Exercise objective
From the human rights report excerpt below, copy out the part that begins with the words containing "On Feb. 20, authorities" and ends with "custody pending trial.", keeping every word as it appears.

### Document text ###

Section 1. Respect for the Integrity of the Person, Including Freedom from:

a. Arbitrary Deprivation of Life and other Unlawful or Politically Motivated Killings

There were several reports that the government or its agents committed arbitrary or unlawful killings. In general the killings took place during law enforcement operations or were linked to other criminal activity by government agents. Civilian authorities investigated and arrested members of the security forces accused of human rights abuses. Impunity, however, remained a serious problem, with delays in some prosecutions and sources alleging corruption in judicial proceedings. The Violence Observatory of the Autonomous University of Honduras (UNAH) reported 11 deaths involving security forces during the first six months of the year. These included nine deaths involving the Honduran National Police (HNP) and two involving the Military Police for Public Order (PMOP). Following the November 26 elections, protests, looting, and clashes between protesters and security forces occurred through the end of the year. Nongovernmental organizations (NGOs) claimed security forces used excessive force to break up protests and killed between 16 and 22 individuals. Additional deaths were reported not at the hands of security forces but possibly related to postelectoral violence. An improvised explosive device killed at least one police officer during the violence. Authorities publicly stated they would investigate alleged human rights abuses and hold accountable members of the security forces who committed such abuses. They were also investigating individuals not part of the security forces for acts of violence and other criminal activity.

On Feb. 20, authorities arrested Lelis Wilfredo Aguilar Fernandez, an HNP officer assigned to the Police Intelligence Unit, for the February 20 killing of Josue Matias Deras. Witnesses claimed that Aguilar shot Matias in the back at close range during a search operation and then planted a weapon at the crime scene in an attempt to claim the killing occurred in self-defense. On Feb. 24, a judge ordered Aguilar held in custody pending trial.

The government continued to investigate the March 2016 killing of environmental and indigenous activist Berta Caceres. On Jan. 12, a seventh suspect was arrested in Mexico in a joint operation between Honduran and Mexican officials and returned to Honduras. On February 8, Honduran authorities arrested an eighth suspect. On June 13, a judge found sufficient evidence against the first four suspects, arrested in May 2016, to retain them in custody and continue to criminal trial. This included a suspect who was an active-duty military officer at the time of the killing. On Nov. 20, authorities arrested one current and one former Honduran National Police officer for tampering with evidence in the case.

### Given records ###

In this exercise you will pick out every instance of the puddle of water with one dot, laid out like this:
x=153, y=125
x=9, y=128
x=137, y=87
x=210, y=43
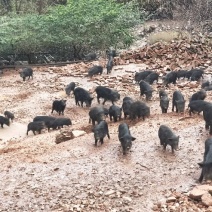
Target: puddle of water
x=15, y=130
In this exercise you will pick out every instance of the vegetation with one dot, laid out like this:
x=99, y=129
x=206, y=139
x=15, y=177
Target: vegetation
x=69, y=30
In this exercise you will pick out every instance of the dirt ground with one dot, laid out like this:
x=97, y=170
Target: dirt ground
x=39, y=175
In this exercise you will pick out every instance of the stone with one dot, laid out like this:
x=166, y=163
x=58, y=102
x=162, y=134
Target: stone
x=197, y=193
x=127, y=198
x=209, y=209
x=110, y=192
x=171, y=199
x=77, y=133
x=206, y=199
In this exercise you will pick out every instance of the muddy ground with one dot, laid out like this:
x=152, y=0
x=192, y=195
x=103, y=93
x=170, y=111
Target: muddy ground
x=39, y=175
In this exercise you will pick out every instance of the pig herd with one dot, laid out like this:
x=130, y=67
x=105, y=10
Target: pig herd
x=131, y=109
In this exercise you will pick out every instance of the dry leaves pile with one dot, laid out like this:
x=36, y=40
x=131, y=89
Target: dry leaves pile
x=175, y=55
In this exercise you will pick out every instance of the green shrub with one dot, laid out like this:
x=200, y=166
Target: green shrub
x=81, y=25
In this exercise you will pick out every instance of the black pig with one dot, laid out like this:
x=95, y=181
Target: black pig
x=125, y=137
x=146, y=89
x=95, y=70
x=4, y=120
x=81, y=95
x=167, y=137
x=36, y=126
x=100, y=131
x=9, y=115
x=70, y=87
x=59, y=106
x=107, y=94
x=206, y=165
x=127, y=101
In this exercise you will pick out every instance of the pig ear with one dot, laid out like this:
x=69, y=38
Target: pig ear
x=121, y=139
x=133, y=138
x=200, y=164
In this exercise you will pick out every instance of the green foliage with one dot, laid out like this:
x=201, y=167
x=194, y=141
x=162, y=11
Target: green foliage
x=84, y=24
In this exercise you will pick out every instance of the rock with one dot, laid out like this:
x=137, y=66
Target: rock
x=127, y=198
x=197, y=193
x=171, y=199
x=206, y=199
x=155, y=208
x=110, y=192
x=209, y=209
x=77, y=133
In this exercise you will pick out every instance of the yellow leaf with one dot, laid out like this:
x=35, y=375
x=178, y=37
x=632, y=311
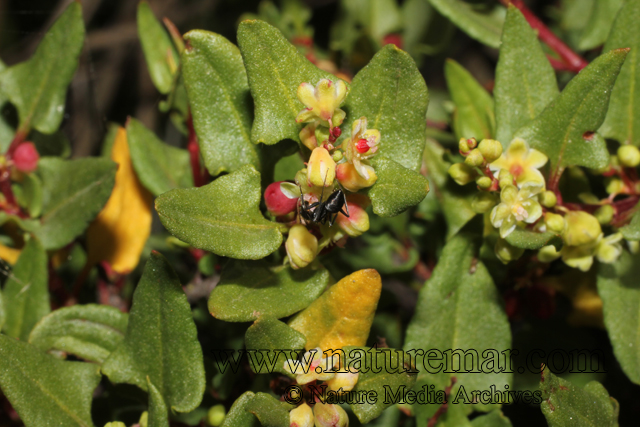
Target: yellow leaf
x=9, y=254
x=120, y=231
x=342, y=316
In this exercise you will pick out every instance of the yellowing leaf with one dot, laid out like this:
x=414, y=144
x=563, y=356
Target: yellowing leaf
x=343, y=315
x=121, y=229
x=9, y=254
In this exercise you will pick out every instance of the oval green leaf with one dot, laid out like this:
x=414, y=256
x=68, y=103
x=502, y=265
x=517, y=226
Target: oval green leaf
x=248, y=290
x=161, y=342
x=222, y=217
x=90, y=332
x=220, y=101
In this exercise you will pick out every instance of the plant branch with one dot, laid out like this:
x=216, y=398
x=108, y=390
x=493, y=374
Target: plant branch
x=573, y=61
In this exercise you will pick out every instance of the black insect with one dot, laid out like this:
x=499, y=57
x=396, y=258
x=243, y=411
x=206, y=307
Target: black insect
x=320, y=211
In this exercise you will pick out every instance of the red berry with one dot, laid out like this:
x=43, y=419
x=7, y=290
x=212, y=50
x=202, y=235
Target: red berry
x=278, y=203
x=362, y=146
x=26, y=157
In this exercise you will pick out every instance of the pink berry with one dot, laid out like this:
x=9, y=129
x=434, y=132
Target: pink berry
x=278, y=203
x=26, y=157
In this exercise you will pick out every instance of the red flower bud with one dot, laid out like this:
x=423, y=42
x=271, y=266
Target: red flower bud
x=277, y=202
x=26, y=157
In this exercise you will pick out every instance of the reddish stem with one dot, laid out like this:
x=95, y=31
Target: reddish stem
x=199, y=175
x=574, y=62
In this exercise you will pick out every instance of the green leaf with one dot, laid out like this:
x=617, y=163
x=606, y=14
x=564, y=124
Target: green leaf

###

Answer space
On Feb. 20, authorities arrested Lelis Wilfredo Aguilar Fernandez, an HNP officer assigned to the Police Intelligence Unit, for the February 20 killing of Josue Matias Deras. Witnesses claimed that Aguilar shot Matias in the back at close range during a search operation and then planted a weapon at the crime scene in an attempt to claim the killing occurred in self-defense. On Feb. 24, a judge ordered Aguilar held in custody pending trial.